▶ TEKS DOKUMEN:

================================

Antara lain, oknum Kades tersebut harus dihukum dengan seberat-beratnya agar menjadi pelajaran berharga oleh para pihak. Selain itu, Unit PPA Sat Reskrim Polres Bima Kota dibawah Kendali Kasat Reskrim setempat yakni Iptu Muhammad Reyendra Rizqiila Abadi Putra, S.T.K, S.IK pun telah membuktikan hasil kerja terbaiknya.

Yakni melakukan serangkaian penyelidikan secara akurat dan mendalam hingga menetapkan One sebagai tersangka dan kemudian ditahan secra resmi di dalam sel tahanan Polres Bima Kota. Seiring dengan perjalanan waktu, pihak Kejaksaan Negeri (Kejari) Bima pun telah menyatakan bahwa unsur tindak pidana keterlibatan One dalam kasus ini telah terpenuhi. Dan selanjutnya pihak Kejari Bima menyatakan P-21 terkait perkara dimaksud.

Rangkaian liputan Media Online www.visionerbima.com melaporkan, kasus tersebut sudah berkali-kali disidangkan oleh Majelis Hakim Pengadilan Negeri (PN) Raba-Bima. Beberapa hari lalu, kasus ini memasuki sidang pembacaan tuntutan oleh Jaksa Penuntut Umum (JPU) Kejari Bima.

Pada moment persidangan pembacaan tuntutan oleh JPU terkait kasus itu, JPU menuntut One 7 tahun penjara. 7 tahun penjara yang dibacakan oleh JPU tersebut, dijelaskan telah sesuai dengan pertimbangan sekaligus ketentuan hukum yang berlaku. Namun demikian, pihak keluarga menegaskan bahwa tuntutan tersebut terlalu rendah. Dan atas penilaian rendah soal tuntutan tersebut, keluarga korban menyatakan akan menggelar aksi demonstrasi di saat sidang pembacaan terkait kasus itu.

Terkait penilaian rendahnya tuntutan tersebut, Ketua LPA Kabupaten Bima melalui Sekjendnya, Safrin dan pihak Peksos Anak Kabupaten Bima, Abdurrahman Hidayat menanggapinya secara tegas. Safrin menegaskan bahwa tuntutan itu telah menciderai hak, perasaan dan rasa keadilan bagi korban dan keluarganya. Dan rendahnya tuntutan tersebut ditegaskannya tidak berbanding lurus dengan tanggungjawab Jaksa yang juga bertindak sebagai Pengacara Anak.

================================

▶ DAFTAR DATA:
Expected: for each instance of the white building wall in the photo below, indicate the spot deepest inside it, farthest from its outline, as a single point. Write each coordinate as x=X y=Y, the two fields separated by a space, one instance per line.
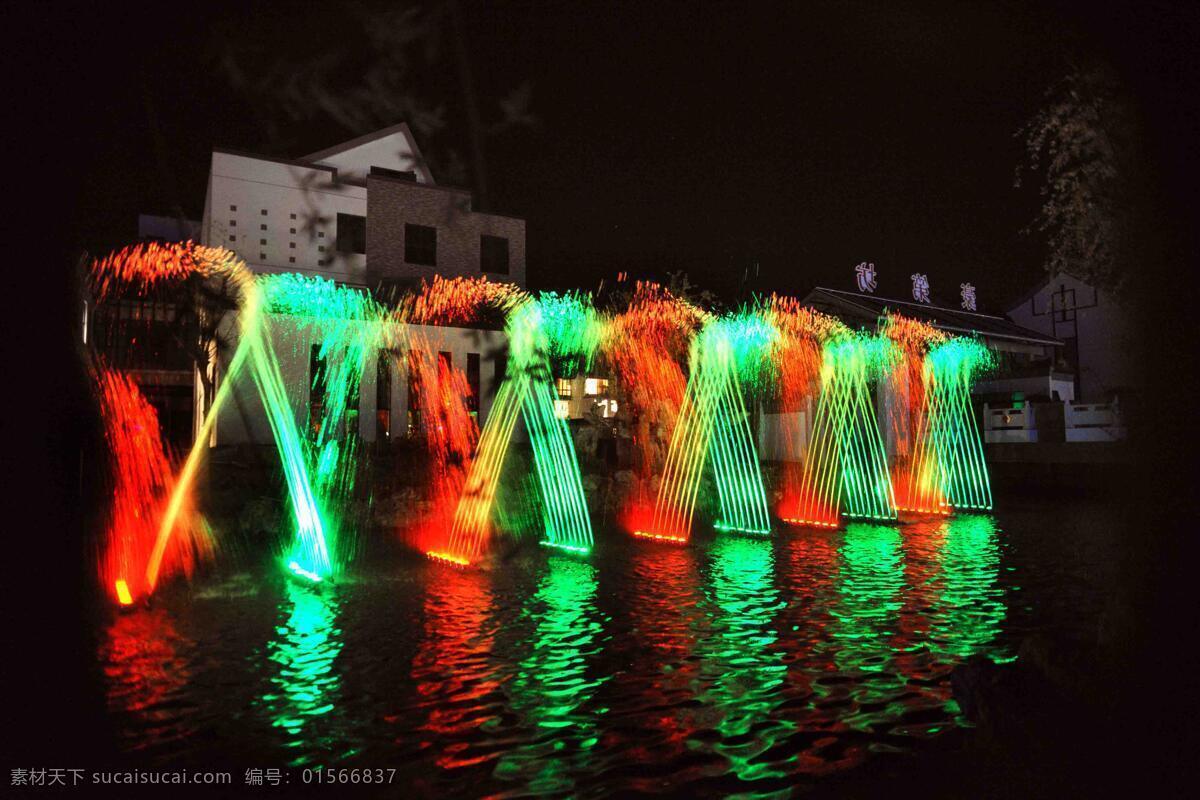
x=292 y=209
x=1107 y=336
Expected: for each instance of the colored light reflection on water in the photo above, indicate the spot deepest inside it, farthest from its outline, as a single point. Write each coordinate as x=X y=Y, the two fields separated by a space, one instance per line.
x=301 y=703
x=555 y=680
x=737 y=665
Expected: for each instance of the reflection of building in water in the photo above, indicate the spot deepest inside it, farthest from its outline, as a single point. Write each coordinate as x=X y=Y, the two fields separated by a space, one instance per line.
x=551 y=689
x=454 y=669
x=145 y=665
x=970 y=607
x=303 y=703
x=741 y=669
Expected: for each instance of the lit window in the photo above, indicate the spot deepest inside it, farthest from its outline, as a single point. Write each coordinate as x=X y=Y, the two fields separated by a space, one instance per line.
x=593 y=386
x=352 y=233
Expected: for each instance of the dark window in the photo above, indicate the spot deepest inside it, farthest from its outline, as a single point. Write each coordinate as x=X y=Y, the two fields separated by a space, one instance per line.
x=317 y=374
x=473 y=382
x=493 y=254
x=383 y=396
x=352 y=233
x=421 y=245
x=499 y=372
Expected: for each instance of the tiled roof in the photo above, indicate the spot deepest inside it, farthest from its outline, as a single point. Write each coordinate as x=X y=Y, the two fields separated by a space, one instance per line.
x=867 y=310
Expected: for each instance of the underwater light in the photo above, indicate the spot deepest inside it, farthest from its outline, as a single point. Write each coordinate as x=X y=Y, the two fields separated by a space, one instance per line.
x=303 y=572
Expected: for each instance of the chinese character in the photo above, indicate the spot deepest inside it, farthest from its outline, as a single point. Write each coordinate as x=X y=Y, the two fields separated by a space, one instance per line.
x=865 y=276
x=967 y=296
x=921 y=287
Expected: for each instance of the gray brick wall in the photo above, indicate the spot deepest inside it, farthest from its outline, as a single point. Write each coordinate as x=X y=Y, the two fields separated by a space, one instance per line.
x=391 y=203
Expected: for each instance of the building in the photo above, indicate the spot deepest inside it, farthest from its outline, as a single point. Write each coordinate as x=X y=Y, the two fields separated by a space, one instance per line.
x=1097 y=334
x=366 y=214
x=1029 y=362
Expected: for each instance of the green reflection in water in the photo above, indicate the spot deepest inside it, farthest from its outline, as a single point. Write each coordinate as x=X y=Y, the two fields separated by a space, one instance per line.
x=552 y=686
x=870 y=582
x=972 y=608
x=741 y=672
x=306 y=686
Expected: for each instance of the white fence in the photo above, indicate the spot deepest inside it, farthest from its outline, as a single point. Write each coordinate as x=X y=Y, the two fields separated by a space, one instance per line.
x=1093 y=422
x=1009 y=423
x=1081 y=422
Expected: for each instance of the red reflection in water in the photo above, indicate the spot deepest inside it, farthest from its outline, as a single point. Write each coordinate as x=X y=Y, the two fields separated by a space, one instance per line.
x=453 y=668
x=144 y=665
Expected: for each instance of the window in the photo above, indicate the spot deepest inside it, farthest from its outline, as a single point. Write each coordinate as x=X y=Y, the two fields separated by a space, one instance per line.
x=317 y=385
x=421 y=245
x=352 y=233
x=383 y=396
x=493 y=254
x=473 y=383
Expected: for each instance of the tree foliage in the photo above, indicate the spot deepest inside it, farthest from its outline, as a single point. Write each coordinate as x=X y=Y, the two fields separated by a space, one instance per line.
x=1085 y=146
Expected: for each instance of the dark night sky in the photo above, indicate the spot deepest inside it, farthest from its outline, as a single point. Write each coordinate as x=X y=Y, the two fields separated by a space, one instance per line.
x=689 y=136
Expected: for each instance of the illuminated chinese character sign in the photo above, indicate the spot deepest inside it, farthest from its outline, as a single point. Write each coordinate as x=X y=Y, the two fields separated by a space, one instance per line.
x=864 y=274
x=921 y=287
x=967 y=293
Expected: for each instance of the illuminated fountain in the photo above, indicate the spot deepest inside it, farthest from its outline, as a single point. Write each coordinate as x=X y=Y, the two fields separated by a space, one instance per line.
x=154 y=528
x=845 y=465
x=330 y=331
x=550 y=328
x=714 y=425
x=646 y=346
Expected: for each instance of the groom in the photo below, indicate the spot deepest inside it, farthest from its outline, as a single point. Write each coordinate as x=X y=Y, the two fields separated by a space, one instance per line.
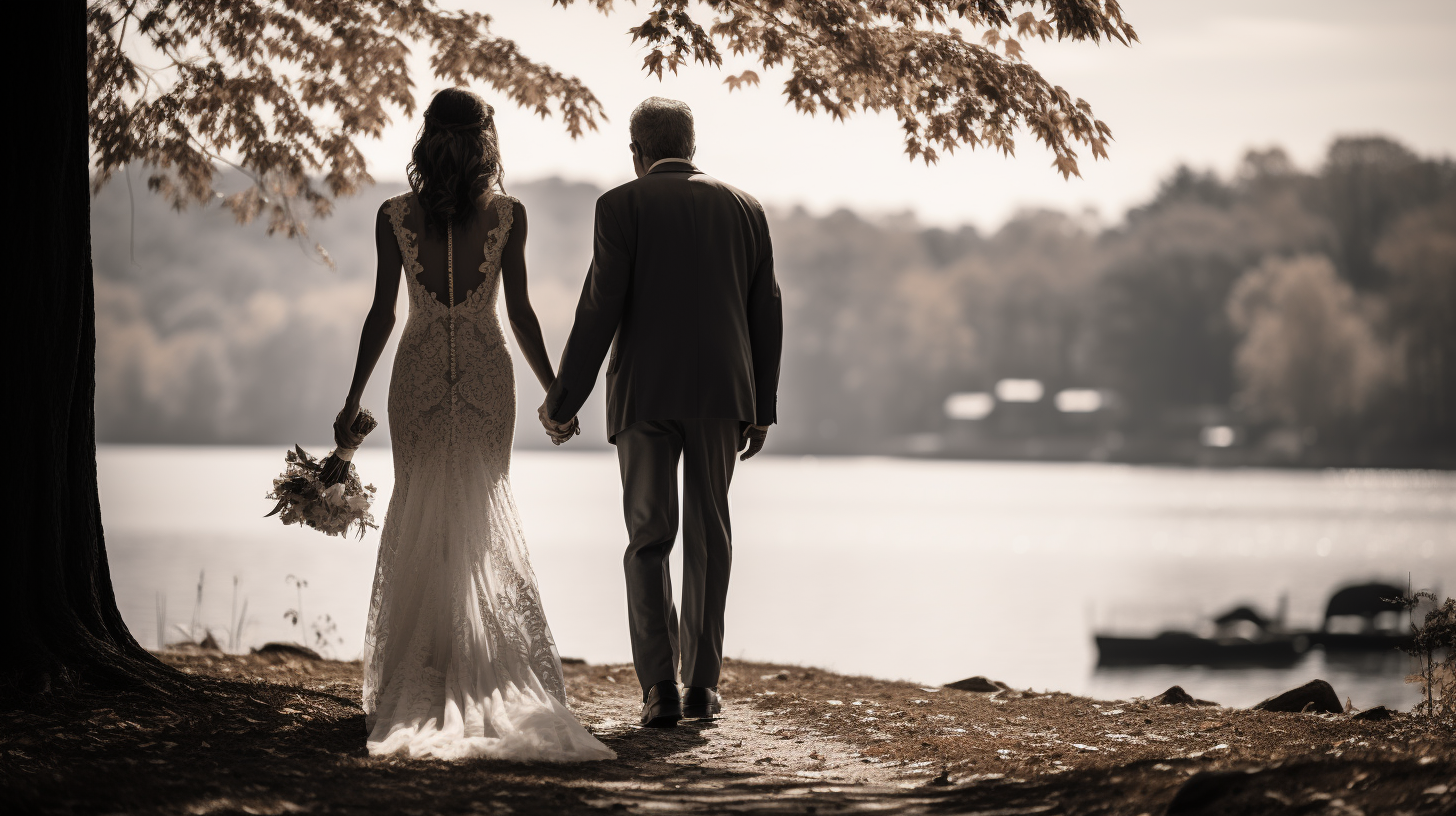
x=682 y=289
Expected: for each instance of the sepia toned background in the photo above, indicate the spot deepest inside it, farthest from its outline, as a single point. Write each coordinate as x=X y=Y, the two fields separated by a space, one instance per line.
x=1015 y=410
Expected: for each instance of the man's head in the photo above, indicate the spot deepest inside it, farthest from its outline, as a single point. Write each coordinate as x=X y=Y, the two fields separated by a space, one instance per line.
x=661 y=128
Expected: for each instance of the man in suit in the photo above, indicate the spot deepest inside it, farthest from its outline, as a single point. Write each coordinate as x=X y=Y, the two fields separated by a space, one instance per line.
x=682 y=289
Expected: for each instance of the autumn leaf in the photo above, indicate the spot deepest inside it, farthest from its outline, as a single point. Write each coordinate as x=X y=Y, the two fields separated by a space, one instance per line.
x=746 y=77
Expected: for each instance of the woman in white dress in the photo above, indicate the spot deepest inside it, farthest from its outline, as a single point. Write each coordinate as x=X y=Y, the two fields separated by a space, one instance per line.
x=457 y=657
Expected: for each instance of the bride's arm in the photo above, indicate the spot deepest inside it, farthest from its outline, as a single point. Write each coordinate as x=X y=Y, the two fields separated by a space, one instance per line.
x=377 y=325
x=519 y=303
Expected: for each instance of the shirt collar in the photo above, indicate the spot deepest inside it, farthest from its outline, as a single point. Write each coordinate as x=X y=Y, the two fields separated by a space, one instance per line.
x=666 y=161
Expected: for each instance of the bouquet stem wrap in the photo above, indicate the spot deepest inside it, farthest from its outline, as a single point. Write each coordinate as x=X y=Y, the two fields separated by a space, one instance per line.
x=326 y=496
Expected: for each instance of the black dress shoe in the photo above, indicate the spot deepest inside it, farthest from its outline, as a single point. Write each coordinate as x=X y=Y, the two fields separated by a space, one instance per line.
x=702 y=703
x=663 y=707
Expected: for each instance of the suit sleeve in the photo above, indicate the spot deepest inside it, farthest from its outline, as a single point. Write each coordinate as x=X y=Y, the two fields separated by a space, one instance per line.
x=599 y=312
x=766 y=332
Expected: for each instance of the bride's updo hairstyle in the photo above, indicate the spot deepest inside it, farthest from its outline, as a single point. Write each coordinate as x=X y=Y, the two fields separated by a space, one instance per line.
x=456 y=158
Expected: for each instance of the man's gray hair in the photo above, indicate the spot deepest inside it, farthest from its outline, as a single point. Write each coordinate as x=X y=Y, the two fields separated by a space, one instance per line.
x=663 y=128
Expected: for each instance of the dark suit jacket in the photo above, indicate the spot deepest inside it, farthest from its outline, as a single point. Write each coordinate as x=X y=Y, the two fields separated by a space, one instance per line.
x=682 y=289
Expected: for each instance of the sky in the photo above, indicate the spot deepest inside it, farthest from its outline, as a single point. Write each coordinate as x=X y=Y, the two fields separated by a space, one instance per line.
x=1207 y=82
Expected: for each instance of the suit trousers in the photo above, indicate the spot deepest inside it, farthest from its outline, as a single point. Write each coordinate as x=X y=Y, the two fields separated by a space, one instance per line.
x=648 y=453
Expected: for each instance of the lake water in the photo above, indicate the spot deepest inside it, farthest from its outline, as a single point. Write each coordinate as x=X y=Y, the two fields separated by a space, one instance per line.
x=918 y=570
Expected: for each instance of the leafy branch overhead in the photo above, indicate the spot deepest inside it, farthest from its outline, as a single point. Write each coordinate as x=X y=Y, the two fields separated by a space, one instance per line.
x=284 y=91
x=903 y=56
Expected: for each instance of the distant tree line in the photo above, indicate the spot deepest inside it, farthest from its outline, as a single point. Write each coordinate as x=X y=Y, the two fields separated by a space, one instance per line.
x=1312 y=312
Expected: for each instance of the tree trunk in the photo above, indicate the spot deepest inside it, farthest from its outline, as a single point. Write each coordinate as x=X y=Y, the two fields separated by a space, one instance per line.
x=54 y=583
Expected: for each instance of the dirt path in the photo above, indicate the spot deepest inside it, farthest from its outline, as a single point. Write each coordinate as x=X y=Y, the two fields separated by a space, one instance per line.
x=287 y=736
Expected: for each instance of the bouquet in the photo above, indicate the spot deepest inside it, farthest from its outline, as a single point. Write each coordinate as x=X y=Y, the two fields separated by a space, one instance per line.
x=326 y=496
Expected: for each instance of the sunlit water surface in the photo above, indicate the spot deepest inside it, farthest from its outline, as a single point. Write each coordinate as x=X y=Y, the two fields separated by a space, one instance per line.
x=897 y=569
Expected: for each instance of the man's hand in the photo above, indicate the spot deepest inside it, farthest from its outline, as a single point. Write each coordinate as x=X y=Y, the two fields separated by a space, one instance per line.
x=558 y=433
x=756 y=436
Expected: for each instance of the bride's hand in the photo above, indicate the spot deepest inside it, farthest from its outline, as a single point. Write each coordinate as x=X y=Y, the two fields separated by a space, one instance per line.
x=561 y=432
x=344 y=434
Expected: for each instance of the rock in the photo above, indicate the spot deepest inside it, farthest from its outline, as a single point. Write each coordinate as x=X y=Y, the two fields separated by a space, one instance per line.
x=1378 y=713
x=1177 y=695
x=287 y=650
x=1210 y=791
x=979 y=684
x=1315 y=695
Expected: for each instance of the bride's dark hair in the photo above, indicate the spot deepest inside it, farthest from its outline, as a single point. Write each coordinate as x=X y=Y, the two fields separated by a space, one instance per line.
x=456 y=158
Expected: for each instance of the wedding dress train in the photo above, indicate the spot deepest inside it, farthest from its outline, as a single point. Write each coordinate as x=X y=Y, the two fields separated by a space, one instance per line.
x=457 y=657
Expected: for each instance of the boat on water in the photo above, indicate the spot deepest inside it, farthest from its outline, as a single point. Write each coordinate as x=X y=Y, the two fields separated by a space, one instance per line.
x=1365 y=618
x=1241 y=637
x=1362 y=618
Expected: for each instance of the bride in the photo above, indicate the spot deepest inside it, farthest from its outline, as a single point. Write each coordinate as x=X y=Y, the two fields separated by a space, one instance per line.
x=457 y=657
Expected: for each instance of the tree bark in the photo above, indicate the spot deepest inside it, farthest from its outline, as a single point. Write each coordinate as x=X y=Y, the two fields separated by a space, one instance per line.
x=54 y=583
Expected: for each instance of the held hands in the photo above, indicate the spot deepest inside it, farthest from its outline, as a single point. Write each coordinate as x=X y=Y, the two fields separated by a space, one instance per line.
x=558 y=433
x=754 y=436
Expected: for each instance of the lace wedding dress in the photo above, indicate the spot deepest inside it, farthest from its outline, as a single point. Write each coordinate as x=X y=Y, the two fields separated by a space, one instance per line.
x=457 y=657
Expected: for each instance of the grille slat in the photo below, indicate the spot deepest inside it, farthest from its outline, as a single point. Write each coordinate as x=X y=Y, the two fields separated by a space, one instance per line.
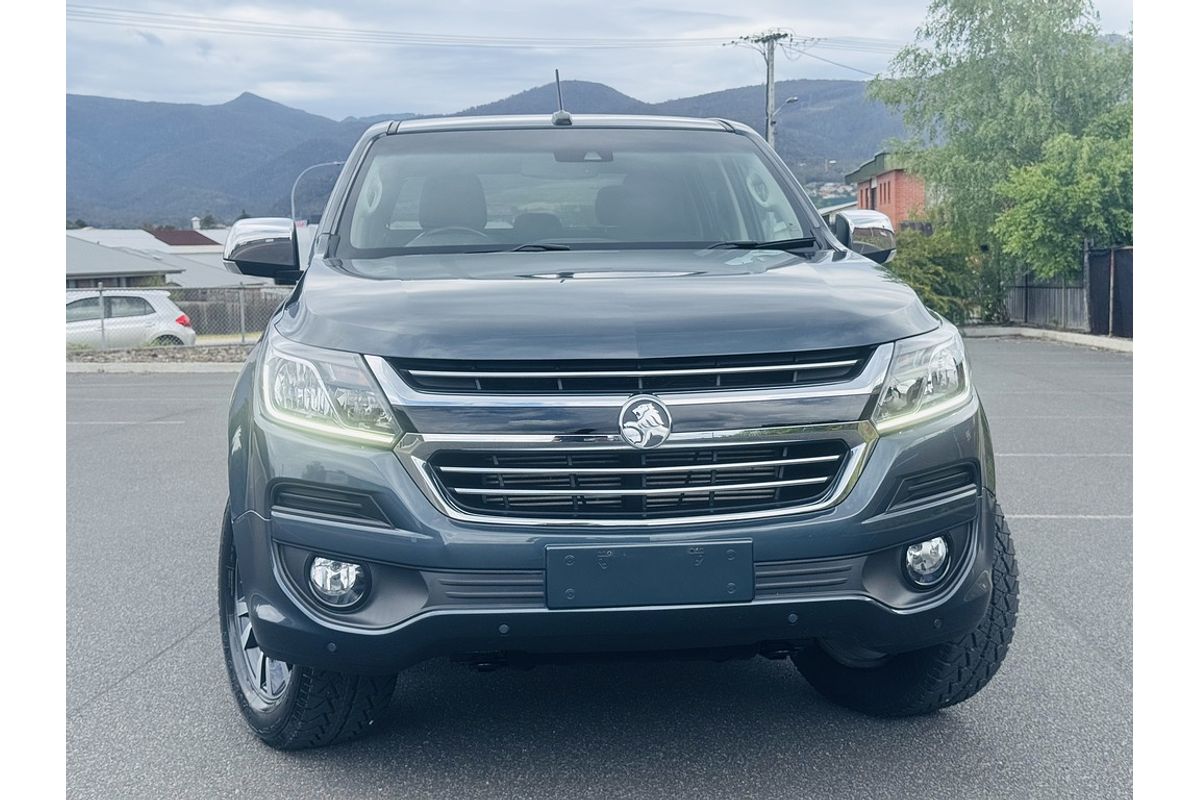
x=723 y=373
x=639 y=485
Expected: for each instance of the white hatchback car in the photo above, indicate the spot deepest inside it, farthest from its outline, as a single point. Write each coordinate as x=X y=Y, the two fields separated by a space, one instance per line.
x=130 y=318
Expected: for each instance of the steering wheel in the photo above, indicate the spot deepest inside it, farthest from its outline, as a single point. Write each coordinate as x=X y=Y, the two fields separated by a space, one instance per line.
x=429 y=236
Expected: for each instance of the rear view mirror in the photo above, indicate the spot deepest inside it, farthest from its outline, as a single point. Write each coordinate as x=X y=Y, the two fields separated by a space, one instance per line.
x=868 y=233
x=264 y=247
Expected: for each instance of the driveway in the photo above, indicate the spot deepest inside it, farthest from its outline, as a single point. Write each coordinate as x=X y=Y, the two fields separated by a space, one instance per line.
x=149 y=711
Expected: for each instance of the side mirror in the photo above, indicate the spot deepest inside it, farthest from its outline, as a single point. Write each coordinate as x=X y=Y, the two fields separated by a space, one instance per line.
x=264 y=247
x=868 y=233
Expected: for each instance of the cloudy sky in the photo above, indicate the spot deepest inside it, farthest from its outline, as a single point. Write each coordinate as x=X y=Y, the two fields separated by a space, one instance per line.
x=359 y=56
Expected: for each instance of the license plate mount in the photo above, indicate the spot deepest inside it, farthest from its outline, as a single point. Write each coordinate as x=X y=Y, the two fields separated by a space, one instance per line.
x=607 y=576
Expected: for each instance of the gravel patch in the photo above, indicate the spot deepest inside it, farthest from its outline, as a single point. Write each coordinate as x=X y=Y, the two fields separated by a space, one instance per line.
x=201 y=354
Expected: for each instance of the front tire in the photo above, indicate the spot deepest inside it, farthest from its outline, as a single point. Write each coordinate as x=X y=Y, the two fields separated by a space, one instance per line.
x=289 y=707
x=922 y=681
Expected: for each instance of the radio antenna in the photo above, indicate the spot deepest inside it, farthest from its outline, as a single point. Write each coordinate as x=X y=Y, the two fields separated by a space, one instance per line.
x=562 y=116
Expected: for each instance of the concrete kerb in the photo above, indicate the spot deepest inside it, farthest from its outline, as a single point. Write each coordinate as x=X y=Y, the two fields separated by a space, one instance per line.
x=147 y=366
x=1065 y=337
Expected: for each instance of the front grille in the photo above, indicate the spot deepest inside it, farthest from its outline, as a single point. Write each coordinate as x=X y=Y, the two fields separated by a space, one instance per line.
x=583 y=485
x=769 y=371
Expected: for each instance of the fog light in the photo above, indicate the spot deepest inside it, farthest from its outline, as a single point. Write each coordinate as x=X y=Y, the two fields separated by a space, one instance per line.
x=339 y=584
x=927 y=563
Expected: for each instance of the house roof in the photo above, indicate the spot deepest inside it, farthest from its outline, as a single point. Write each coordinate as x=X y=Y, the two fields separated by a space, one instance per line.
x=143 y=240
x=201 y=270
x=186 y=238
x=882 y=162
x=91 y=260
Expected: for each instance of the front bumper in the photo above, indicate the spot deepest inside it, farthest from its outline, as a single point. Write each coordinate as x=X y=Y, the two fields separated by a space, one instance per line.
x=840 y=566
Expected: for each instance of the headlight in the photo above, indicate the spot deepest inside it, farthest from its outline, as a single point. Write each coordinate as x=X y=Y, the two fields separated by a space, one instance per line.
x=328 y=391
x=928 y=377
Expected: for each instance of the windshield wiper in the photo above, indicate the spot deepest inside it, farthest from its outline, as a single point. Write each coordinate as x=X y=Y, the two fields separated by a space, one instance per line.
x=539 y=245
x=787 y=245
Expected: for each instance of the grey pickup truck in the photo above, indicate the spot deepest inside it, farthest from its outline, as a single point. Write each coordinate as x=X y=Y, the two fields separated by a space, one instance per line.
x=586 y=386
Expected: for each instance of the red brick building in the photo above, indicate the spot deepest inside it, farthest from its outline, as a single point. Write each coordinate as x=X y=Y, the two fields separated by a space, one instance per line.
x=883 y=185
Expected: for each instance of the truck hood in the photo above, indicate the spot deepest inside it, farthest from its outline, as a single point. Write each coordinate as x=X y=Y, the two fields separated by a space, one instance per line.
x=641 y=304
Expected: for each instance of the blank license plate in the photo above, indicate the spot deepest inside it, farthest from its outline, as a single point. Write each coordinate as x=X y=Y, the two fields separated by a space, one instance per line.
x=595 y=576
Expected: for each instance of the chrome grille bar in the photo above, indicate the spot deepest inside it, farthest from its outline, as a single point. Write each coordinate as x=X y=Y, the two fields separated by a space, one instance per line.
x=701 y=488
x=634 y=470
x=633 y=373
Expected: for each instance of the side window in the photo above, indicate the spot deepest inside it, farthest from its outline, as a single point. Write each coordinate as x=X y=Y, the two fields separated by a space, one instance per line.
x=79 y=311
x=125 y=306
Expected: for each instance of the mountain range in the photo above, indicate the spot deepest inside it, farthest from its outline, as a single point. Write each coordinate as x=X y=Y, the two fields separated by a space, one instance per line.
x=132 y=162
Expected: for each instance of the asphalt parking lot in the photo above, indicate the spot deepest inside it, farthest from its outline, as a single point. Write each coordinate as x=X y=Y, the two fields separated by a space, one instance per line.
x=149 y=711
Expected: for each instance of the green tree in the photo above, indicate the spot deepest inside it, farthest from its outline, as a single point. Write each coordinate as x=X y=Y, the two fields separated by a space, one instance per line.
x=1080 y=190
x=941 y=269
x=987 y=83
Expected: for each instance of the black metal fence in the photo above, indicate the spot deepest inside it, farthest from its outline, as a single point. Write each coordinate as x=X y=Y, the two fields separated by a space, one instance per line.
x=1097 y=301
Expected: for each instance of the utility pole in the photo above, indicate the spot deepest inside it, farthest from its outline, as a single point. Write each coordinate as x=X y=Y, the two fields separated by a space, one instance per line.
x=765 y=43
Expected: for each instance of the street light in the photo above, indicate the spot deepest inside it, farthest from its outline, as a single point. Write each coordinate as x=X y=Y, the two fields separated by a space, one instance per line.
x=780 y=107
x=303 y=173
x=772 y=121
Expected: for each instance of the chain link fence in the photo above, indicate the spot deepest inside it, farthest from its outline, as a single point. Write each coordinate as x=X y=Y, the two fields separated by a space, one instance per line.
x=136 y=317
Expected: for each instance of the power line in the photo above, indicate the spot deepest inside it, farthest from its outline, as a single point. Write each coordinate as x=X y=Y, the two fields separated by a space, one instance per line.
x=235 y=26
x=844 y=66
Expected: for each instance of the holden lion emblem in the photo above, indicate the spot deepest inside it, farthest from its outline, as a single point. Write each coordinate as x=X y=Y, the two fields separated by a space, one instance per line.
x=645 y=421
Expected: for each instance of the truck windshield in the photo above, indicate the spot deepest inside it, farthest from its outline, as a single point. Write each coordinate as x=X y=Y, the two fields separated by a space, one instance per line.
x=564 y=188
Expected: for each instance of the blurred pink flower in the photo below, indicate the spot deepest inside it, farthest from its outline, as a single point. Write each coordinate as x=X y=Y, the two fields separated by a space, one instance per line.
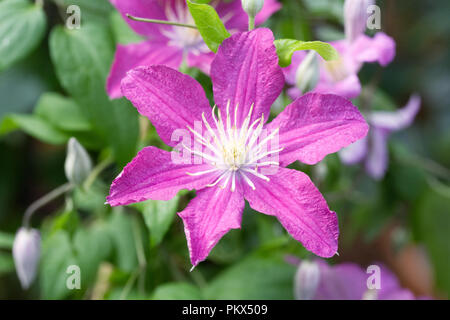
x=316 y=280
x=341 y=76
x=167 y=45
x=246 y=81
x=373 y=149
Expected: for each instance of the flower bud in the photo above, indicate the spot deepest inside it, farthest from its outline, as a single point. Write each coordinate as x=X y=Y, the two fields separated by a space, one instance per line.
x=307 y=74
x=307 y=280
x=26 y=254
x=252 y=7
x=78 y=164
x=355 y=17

================================

▶ PETUNJUK PENGERJAAN:
(1) Tentukan apakah setiap pernyataan berikut sesuai dengan teks dokumen, lalu jawab ya atau tidak disertai kutipan persis dari teks yang menjadi dasarnya. (a) JPU menuntut One dengan hukuman 7 tahun penjara. (b) Pihak keluarga menilai tuntutan terhadap One sudah cukup berat. (c) Kejari Bima menyatakan P-21 untuk perkara tersebut.
(2) Ubah paragraf dalam teks dokumen yang diawali dengan "Pada moment persidangan pembacaan tuntutan" menjadi daftar poin singkat yang tetap memuat fakta utamanya.

▶ DAFTAR JAWABAN:
(1)
(a) Ya. Teks menyebutkan: "JPU menuntut One 7 tahun penjara."
(b) Tidak. Teks menyebutkan: "pihak keluarga menegaskan bahwa tuntutan tersebut terlalu rendah."
(c) Ya. Teks menyebutkan: "pihak Kejari Bima menyatakan P-21 terkait perkara dimaksud."

(2)
- Dalam sidang pembacaan tuntutan, JPU menuntut One 7 tahun penjara.
- Tuntutan tersebut dijelaskan telah sesuai dengan pertimbangan dan ketentuan hukum yang berlaku.
- Pihak keluarga menegaskan bahwa tuntutan itu terlalu rendah.
- Keluarga korban menyatakan akan menggelar aksi demonstrasi saat sidang pembacaan terkait kasus itu.